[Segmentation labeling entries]
####
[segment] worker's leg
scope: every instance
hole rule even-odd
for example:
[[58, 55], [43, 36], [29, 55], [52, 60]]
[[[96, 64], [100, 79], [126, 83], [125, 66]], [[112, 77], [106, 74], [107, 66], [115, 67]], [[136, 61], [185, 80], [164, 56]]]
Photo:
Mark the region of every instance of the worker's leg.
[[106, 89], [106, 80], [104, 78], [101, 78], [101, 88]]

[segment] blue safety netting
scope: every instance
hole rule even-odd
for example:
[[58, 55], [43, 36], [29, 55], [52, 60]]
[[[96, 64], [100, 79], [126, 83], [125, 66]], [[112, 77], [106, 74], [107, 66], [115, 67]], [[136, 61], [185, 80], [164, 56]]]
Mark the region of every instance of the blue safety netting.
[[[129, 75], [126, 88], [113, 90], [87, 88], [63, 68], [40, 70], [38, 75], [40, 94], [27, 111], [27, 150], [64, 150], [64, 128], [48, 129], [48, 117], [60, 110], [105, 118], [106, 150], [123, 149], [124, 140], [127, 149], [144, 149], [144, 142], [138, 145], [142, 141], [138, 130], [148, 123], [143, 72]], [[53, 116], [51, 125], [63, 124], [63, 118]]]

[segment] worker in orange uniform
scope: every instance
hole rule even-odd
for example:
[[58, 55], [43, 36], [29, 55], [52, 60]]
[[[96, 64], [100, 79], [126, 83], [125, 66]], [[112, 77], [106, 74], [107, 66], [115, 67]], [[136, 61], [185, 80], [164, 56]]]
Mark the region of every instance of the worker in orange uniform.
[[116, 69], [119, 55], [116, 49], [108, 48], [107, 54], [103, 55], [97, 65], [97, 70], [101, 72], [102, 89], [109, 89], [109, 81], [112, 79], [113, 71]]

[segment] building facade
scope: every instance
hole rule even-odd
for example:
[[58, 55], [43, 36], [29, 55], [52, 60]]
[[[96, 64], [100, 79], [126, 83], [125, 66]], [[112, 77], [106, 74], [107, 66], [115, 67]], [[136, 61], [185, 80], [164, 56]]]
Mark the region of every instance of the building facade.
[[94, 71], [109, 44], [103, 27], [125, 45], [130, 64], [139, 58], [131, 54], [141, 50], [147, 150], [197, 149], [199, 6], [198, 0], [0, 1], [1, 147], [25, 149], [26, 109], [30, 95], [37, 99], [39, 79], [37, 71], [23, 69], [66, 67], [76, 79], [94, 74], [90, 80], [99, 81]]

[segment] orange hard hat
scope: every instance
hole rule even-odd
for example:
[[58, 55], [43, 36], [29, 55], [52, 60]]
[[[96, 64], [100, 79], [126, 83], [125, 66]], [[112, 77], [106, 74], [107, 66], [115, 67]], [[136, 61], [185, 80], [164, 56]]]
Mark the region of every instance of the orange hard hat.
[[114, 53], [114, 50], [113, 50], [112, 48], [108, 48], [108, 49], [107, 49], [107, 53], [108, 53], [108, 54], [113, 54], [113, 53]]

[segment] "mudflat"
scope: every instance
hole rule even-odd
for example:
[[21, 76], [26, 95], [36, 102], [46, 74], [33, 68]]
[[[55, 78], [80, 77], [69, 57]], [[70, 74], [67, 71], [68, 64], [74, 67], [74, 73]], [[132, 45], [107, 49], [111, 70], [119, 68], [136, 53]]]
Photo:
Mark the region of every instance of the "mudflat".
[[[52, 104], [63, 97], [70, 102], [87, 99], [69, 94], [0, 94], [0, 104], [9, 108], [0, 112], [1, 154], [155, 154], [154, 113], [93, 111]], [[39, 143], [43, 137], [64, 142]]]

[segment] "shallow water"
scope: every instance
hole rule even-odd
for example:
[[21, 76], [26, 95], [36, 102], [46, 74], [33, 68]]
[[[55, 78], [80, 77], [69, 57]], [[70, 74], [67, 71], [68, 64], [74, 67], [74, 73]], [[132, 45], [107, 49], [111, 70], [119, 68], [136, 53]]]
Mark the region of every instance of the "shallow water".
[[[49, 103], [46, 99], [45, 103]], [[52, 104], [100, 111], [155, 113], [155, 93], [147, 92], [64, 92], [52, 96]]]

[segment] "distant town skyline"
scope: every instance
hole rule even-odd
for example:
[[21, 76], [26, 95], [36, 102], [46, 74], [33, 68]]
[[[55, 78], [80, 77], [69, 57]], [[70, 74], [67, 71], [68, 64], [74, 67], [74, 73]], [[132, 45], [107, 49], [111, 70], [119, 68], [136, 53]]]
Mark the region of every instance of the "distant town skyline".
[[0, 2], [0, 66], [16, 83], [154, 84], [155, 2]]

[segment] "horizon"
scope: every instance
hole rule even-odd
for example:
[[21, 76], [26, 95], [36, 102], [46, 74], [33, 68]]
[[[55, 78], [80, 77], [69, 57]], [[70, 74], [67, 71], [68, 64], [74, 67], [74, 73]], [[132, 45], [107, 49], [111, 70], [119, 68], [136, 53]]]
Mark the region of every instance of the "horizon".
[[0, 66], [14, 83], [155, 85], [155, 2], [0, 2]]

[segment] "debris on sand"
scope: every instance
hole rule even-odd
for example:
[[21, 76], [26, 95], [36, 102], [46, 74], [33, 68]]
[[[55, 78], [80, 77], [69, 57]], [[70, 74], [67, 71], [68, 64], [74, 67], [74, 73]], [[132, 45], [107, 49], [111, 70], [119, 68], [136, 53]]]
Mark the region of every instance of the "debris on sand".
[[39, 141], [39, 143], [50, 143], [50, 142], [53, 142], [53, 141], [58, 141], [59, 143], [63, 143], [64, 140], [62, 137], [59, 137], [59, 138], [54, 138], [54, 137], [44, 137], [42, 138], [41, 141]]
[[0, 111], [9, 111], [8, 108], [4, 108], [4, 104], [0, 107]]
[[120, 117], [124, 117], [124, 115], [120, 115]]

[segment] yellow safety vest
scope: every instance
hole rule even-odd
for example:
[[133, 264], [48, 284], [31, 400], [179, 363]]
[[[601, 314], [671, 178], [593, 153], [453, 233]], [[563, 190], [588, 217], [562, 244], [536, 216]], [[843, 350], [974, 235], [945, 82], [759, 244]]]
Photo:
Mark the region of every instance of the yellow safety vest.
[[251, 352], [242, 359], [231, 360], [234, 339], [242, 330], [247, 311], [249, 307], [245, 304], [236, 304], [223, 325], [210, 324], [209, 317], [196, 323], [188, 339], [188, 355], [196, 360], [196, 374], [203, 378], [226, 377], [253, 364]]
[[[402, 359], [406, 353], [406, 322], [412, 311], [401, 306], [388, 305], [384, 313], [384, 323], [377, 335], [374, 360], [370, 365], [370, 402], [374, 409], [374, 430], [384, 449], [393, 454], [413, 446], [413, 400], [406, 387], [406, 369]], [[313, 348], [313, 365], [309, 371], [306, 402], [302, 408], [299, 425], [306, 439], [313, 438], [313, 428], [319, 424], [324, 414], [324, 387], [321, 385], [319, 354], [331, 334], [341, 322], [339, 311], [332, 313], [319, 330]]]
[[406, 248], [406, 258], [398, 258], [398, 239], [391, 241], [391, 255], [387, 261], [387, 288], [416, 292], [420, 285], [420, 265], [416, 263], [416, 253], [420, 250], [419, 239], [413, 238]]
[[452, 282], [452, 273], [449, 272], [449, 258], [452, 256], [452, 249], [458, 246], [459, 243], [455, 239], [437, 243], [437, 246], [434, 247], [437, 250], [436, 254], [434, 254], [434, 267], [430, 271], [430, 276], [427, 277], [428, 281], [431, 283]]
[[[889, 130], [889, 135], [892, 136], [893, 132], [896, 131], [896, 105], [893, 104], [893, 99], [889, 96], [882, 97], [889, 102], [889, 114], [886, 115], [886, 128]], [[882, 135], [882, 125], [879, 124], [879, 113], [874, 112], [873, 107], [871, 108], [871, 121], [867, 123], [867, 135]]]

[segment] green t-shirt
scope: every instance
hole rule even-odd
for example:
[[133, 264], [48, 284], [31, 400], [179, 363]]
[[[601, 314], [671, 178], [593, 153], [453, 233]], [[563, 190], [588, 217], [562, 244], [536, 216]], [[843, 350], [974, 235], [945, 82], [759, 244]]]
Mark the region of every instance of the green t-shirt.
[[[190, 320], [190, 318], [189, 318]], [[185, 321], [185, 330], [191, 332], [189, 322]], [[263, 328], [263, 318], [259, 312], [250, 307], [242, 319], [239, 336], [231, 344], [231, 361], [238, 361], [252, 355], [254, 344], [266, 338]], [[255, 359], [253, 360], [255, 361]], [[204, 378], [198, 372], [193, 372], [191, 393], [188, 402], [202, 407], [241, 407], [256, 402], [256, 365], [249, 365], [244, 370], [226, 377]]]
####
● WHAT YOU ARE ASKED TO DO
Rewrite the material starting at the line that contains "[segment] orange hard hat" and ending at the line that contains "137], [64, 142]]]", replacing "region" with "area" and leaving everything else unchanged.

● OUTPUT
[segment] orange hard hat
scope: every instance
hole rule even-odd
for example:
[[58, 55], [43, 36], [29, 55], [52, 60]]
[[[96, 64], [100, 79], [126, 83], [125, 66]], [[112, 77], [106, 74], [107, 66], [115, 67]], [[136, 61], [185, 80], [164, 56]]]
Mark the area of every instance of the orange hard hat.
[[114, 53], [114, 50], [113, 50], [112, 48], [108, 48], [108, 49], [107, 49], [107, 53], [108, 53], [108, 54], [113, 54], [113, 53]]

[segment] "mudflat"
scope: every instance
hole rule even-odd
for example:
[[21, 76], [26, 95], [36, 102], [46, 74], [33, 68]]
[[[55, 78], [80, 77], [69, 57]], [[70, 74], [67, 71], [68, 64], [74, 67], [74, 73]], [[132, 45], [107, 49], [111, 70], [119, 68], [136, 53]]]
Photo:
Mark the area of every instance of the "mudflat".
[[[52, 104], [63, 97], [70, 102], [87, 99], [69, 94], [0, 94], [0, 104], [9, 108], [0, 112], [1, 154], [155, 154], [154, 113], [93, 111]], [[39, 143], [43, 137], [64, 142]]]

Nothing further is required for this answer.